**REQUIREMENT 1:**
Using the patent claims excerpt, decide whether each statement below agrees with it. Answer yes or no for each, and quote the words of the patent claims excerpt that decide it.
(a) Claim 11 depends on claim 10.
(b) A user is indicated as potentially compromised when that user has at least a threshold number of unique merchants.
(c) Claim 12 depends on claim 10.

**SOURCE EXTRACT:**
=====
10. The system according to claim 1, wherein analyzing the transaction data corresponding to the remaining transactions of the dataset to detect one or more potential target merchant(s) and/or to detect one or more potentially comprised user(s) comprises:

determining, with respect to the remaining transactions of the dataset, for each respective user, a number of unique merchants corresponding thereto;

wherein the detection result is indicative of a respective user being a potentially compromised user based on the respective user having at least a threshold number of unique merchants corresponding thereto.

11. The system according to claim 10, wherein determining, with respect to the remaining transactions of the dataset, for each respective user, the number of unique merchants corresponding thereto comprises: generating a mapping for each respective user which maps each respective user to a corresponding set of unique merchants which transacted with the respective user; and

wherein analyzing the transaction data corresponding to the remaining transactions of the dataset to detect one or more potential target merchant(s) and/or to detect one or more potentially comprised user(s) further comprises: removing, from the dataset, transaction data corresponding to transactions corresponding to users which do not have at least a threshold number of unique merchants corresponding thereto.

12. The system according to claim 1, wherein outputting the detection result comprising outputting the detection result on a display of the fraud detection system and/or sending the detection result to another computing device via a communication network.
=====
**INPUT MATERIAL:**
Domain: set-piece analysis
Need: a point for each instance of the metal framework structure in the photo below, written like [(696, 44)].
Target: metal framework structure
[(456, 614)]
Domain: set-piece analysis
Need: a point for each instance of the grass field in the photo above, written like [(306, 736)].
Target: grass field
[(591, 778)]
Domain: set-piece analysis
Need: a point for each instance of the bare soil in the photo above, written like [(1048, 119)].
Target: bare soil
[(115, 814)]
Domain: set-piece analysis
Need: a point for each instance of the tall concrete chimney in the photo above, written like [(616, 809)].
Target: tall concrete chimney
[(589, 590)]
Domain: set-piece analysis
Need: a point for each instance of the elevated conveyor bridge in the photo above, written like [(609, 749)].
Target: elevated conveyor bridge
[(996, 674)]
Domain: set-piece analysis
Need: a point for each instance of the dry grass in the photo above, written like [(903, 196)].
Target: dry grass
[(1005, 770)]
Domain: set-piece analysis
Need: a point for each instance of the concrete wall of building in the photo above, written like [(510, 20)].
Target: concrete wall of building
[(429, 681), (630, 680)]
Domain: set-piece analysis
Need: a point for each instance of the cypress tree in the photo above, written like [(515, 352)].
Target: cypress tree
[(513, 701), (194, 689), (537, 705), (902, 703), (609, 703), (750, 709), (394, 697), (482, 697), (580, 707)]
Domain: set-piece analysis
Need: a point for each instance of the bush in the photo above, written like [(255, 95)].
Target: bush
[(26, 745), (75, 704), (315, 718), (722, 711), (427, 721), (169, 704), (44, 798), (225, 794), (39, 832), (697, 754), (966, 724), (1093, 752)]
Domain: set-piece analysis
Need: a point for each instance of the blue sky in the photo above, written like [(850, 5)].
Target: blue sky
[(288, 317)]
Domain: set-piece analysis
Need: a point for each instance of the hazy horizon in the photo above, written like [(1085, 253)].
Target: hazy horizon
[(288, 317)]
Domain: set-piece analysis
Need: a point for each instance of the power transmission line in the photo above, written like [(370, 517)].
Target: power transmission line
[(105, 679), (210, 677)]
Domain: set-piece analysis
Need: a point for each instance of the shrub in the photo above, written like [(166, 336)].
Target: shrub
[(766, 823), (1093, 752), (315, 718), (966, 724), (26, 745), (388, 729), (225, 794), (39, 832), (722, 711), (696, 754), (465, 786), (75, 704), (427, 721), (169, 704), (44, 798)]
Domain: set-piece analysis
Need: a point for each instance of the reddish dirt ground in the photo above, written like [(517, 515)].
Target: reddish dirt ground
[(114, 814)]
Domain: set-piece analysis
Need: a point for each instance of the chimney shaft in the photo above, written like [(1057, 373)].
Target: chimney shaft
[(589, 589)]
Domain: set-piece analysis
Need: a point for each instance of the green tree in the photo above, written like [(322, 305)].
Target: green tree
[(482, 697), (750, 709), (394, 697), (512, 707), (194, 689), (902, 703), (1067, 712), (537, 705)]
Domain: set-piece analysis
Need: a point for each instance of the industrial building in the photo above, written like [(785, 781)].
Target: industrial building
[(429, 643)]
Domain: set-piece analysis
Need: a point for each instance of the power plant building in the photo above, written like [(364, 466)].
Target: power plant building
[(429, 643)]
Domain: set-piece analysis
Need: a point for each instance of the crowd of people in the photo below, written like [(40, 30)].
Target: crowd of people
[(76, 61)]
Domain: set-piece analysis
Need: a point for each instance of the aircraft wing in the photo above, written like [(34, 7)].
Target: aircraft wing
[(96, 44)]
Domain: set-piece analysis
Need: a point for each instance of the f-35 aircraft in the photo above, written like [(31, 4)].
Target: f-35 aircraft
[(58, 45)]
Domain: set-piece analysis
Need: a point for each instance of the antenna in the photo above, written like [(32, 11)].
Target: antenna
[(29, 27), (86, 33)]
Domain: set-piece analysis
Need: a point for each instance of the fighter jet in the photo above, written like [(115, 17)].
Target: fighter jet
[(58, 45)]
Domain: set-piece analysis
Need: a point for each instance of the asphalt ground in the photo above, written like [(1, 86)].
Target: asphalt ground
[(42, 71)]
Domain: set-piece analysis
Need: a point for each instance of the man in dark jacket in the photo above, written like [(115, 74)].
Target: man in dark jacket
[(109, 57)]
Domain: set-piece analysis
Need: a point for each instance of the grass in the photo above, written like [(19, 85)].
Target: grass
=====
**REQUIREMENT 2:**
Copy the entries word for word, from their first line through the line that contains "[(115, 814)]".

**EXERCISE RESULT 1:**
(a) Yes: "11. The system according to claim 10"
(b) Yes: "the detection result is indicative of a respective user being a potentially compromised user based on the respective user having at least a threshold number of unique merchants corresponding thereto"
(c) No: "12. The system according to claim 1"

**EXERCISE RESULT 2:**
Domain: set-piece analysis
Need: a point for each instance of the metal framework structure in the photo below, written like [(696, 44)].
Target: metal framework structure
[(456, 614)]
Domain: set-piece analysis
Need: a point for each instance of the grass field in the photo above, written like [(306, 736)].
Target: grass field
[(591, 778)]
Domain: set-piece analysis
Need: a point for each instance of the bare soil in the photo above, written like [(1048, 119)].
Target: bare soil
[(115, 814)]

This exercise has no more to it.